#### THE PROBLEM:
Because the images are not wanted, restate every line below word for word without them.

====

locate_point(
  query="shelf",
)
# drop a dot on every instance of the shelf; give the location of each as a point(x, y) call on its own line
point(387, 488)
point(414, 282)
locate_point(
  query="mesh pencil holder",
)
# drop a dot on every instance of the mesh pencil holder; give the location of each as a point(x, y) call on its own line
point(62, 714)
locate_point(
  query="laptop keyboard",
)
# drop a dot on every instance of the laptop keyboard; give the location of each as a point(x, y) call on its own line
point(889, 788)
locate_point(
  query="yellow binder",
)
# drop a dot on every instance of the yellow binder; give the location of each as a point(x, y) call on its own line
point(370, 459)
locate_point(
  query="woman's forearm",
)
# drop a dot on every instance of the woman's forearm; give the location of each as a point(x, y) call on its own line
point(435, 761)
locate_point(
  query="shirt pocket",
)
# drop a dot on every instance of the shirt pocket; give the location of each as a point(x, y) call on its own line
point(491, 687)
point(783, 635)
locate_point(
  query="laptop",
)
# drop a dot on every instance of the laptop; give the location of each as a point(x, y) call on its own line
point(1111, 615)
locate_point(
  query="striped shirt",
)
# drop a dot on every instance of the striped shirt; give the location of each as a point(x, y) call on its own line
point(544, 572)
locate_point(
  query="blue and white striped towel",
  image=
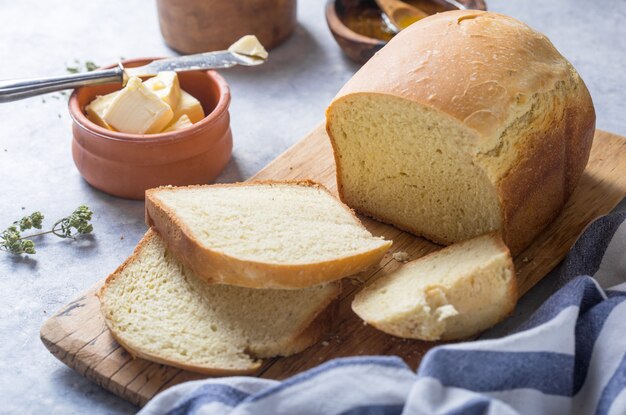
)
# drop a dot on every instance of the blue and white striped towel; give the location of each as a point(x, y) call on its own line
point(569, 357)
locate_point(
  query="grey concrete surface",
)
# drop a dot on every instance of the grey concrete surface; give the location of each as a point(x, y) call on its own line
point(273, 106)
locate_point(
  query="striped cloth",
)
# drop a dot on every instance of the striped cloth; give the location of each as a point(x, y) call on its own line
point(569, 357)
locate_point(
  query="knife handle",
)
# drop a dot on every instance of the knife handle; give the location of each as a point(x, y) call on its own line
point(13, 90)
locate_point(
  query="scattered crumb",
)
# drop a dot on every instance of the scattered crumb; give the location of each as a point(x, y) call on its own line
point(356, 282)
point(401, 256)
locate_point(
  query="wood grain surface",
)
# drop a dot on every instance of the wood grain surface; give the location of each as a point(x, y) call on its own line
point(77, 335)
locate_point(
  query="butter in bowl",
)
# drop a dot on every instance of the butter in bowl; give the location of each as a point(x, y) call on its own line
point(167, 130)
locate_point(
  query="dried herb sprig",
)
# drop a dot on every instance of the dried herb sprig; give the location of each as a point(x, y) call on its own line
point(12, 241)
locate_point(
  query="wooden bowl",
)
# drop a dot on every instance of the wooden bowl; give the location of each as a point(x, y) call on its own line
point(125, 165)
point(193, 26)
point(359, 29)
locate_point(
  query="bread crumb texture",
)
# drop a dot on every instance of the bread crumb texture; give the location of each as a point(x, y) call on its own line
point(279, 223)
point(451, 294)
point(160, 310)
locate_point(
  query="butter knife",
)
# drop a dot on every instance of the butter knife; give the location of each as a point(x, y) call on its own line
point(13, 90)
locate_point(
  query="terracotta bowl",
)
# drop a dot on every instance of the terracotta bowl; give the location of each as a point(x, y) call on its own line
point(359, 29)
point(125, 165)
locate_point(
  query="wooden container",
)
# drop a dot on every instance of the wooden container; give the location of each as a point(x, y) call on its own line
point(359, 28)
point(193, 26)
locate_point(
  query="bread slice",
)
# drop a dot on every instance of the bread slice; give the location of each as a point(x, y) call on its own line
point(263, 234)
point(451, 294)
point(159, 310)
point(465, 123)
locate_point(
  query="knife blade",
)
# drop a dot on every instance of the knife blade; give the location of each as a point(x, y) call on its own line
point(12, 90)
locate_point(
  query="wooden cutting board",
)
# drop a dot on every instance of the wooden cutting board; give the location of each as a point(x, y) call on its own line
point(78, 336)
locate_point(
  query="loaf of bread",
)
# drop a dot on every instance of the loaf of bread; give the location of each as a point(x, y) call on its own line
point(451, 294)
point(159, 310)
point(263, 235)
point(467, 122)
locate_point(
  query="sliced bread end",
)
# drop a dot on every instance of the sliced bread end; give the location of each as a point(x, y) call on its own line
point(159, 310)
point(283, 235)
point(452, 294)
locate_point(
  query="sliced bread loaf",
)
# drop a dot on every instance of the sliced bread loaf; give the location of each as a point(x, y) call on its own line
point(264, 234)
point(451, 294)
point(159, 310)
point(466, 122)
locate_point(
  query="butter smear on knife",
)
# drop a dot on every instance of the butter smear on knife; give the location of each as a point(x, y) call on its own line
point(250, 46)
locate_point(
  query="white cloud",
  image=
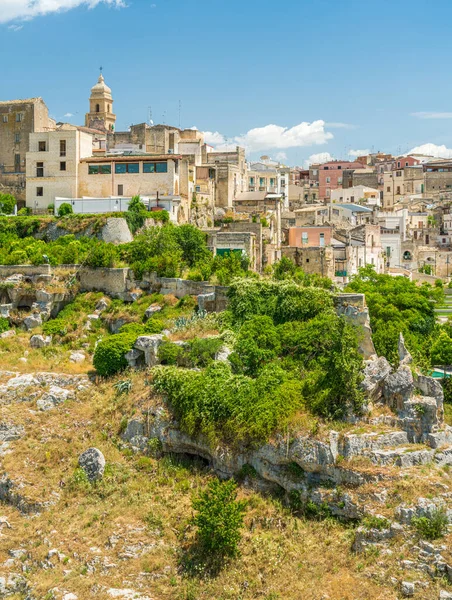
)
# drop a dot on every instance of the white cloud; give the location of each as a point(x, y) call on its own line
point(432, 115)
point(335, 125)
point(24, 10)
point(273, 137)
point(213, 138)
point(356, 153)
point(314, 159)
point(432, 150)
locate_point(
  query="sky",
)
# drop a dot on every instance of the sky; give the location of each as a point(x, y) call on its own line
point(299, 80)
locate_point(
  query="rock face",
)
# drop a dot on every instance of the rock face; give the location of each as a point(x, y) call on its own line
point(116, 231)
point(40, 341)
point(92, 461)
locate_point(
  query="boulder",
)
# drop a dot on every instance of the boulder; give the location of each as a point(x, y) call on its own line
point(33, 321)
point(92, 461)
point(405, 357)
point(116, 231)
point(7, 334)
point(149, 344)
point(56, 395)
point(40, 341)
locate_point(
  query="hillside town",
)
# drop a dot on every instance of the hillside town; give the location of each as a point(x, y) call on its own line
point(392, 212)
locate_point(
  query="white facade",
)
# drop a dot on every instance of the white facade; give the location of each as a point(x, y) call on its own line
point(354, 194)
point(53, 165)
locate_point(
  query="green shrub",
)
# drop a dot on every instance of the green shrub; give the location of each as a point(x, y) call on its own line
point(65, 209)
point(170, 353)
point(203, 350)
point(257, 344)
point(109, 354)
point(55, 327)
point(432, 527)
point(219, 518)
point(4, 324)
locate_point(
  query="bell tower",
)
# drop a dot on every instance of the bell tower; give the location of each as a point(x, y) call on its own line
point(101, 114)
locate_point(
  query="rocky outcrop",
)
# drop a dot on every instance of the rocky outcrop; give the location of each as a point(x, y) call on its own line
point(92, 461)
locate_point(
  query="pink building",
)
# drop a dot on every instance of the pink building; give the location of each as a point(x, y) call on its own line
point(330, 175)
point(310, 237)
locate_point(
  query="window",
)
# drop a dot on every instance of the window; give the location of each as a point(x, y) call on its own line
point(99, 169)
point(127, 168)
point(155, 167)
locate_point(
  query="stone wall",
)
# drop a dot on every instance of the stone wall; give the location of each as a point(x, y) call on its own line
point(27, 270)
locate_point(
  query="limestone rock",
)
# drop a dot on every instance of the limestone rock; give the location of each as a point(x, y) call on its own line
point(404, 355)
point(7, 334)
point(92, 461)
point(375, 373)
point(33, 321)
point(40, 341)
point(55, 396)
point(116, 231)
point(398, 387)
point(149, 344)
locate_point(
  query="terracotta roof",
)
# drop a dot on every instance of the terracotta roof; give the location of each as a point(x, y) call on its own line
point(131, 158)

====

#### TASK ANSWER:
locate_point(
  query="shelf",
)
# drop a dot on every instance of the shelf; give the location of each as a point(x, y) call on its own line
point(387, 488)
point(414, 282)
locate_point(
  query="mesh pencil holder",
)
# drop a dot on every instance of the mesh pencil holder; give the location of each as a point(x, y) call on its own line
point(62, 714)
locate_point(
  query="laptop keyboard",
)
# drop a dot on every instance of the laptop keyboard; give the location of each as a point(x, y) call on its own line
point(889, 788)
locate_point(
  query="yellow binder",
)
# drop a dot on every instance of the yellow binder; give the location of each as a point(x, y) call on its own line
point(370, 459)
locate_point(
  query="woman's forearm",
)
# drop a dot on every instance of the woman's forearm; give the location of each as a point(x, y) call on its own line
point(435, 761)
locate_point(
  query="shirt pocket",
)
# drop a dot on every instance of the shirt pocket; give the location of each as a point(x, y) call on its own line
point(491, 687)
point(783, 635)
locate_point(
  query="laptop",
)
# drop a dot on every instance of the laptop; give the location of each as a point(x, y) call on its own line
point(1111, 615)
locate_point(
  query="striped shirt",
)
# drop a dot on every instance of the striped shirt; give the location of each as a point(x, y) call on its own line
point(544, 572)
locate_point(
  query="blue and white striped towel",
  image=
)
# drop a dot on every instance of the blue and white striped towel; give the location of each as a point(x, y) call on its own line
point(569, 357)
locate_point(
  query="grey concrete surface",
)
# drop a dot on every instance of the grey concrete surface; give the location of each as a point(x, y) call on its own line
point(273, 106)
locate_point(
  query="striped cloth",
)
# drop a dot on every instance of the striped cloth; give the location of each as a point(x, y) call on its own line
point(569, 357)
locate_point(
  query="knife handle",
)
# drop a dot on every instance of the knife handle; give the location of each as a point(x, y) call on its own line
point(13, 90)
locate_point(
  query="scattered crumb",
)
# drop a dot on every instance of the scattered crumb; give the location of each as a point(x, y) call on its own line
point(356, 282)
point(401, 256)
locate_point(
  query="wood grain surface",
)
# drop a dot on every instance of the wood grain surface; give the location of each as a point(x, y) call on its own line
point(77, 335)
locate_point(
  query="butter in bowl",
)
# drop a dot on every instance of the butter in bowl; give the location of each as a point(x, y) call on its own line
point(167, 130)
locate_point(
  query="dried herb sprig",
)
# drop a dot on every instance of the dried herb sprig; give the location of each as a point(x, y) call on its own line
point(12, 241)
locate_point(
  query="wooden bowl",
)
# drop a dot on every instance of the wooden bowl; give the location of each as a point(x, y) call on its own line
point(125, 165)
point(193, 26)
point(359, 29)
locate_point(
  query="bread crumb texture",
)
# drop a dot on every instance of the bread crumb texture; give the location of each as a point(x, y) call on its own line
point(279, 223)
point(451, 294)
point(160, 310)
locate_point(
  query="butter knife",
)
# drop a dot on every instance of the butter knife; give the location of each as a point(x, y) call on its own line
point(13, 90)
locate_point(
  query="terracotta bowl",
)
# drop a dot on every instance of the terracotta bowl; give the location of each as a point(x, y) call on its own line
point(359, 29)
point(125, 165)
locate_point(
  query="wooden container",
)
# drop a dot on every instance of the wooden container; give the location of each as a point(x, y) call on its own line
point(359, 28)
point(193, 26)
locate_point(
  query="bread slice",
)
# drop a dot on every instance of the bread slice; give the location of each as a point(x, y) call on its own line
point(263, 234)
point(451, 294)
point(159, 310)
point(465, 123)
locate_point(
  query="knife blade",
)
# drop a dot on every instance of the knife blade; give the location of each as a point(x, y) call on its own line
point(12, 90)
locate_point(
  query="wooden cutting board",
)
# drop a dot on every instance of the wooden cutting board; give the location of each as a point(x, y) call on its own line
point(78, 336)
locate_point(
  query="loaf of bread",
)
# drop a dot on every instance of the loaf of bread; give the location of each as a point(x, y) call on its own line
point(451, 294)
point(159, 310)
point(263, 235)
point(467, 122)
locate_point(
  query="sliced bread end",
)
# drop a dot on every instance of the sliced bread end; give the location of each as a point(x, y) call on its own line
point(159, 310)
point(283, 235)
point(452, 294)
locate_point(
  query="sliced bread loaf",
)
# drop a dot on every instance of the sliced bread loaf; give the location of each as a point(x, y) call on its own line
point(264, 234)
point(451, 294)
point(159, 310)
point(466, 122)
locate_point(
  query="butter smear on knife",
)
# drop a dot on every instance of the butter smear on knife; give the location of each as a point(x, y) call on its own line
point(250, 46)
locate_point(
  query="white cloud",
  image=
)
# drop a dot on every instance of the white cloud; give the location of each as a point(x, y) call on its own line
point(432, 115)
point(335, 125)
point(24, 10)
point(273, 137)
point(213, 138)
point(356, 153)
point(314, 159)
point(432, 150)
locate_point(
  query="sky",
)
# drop a dot on every instance of the sky; give the location of each as a point(x, y) call on its own line
point(299, 80)
locate_point(
  query="rock face",
)
# drop a dot on every instance of the rock face; give the location of each as a point(x, y) call on its own line
point(116, 231)
point(40, 341)
point(92, 461)
locate_point(
  query="boulder",
)
# drop a dot on every instance of the boulder; give the location of each as a point(x, y) call on its own line
point(33, 321)
point(92, 461)
point(405, 357)
point(116, 231)
point(7, 334)
point(149, 344)
point(56, 395)
point(40, 341)
locate_point(
  query="hillside town",
)
# drop a dot on every instance of the hillside town; give the location of each as a point(x, y) call on its own line
point(392, 212)
locate_point(
  query="white facade",
)
# drop a dot on every instance of the white facade; give the location of each as a point(x, y) call on its own line
point(354, 194)
point(53, 165)
locate_point(
  query="green shrub",
)
# drop a dot on every instance of the green shrub; give the location of each as a point(x, y) call on its own line
point(65, 209)
point(170, 353)
point(203, 350)
point(257, 344)
point(109, 354)
point(55, 327)
point(432, 527)
point(219, 518)
point(4, 324)
locate_point(
  query="bell tower",
)
# drop a dot on every instance of the bell tower; give the location of each as a point(x, y) call on its own line
point(101, 114)
locate_point(
  query="rocky outcrop",
)
# drop a dot on every instance of the rocky outcrop; give the location of each as a point(x, y) call on its own line
point(92, 461)
locate_point(
  query="pink building",
)
# drop a dot on every instance of the pink building; give the location of each as a point(x, y) call on its own line
point(330, 175)
point(310, 237)
locate_point(
  query="window",
)
# drop a dot on every instance of the window; give the location of each as a point(x, y) call on its own line
point(99, 169)
point(127, 168)
point(155, 167)
locate_point(
  query="stone wall",
)
# drop a dot on every instance of the stone wall; give the location of each as a point(x, y) call on its own line
point(27, 270)
locate_point(
  query="limestone rock",
)
# drop a dot on every instance of the limestone rock; give the location of each as a point(x, y) call on its own line
point(404, 355)
point(7, 334)
point(92, 461)
point(375, 373)
point(33, 321)
point(40, 341)
point(55, 396)
point(116, 231)
point(398, 387)
point(149, 344)
locate_point(
  query="terracotta roof",
)
# drop a dot on every instance of the terracotta roof; give the location of each as a point(x, y) call on its own line
point(131, 158)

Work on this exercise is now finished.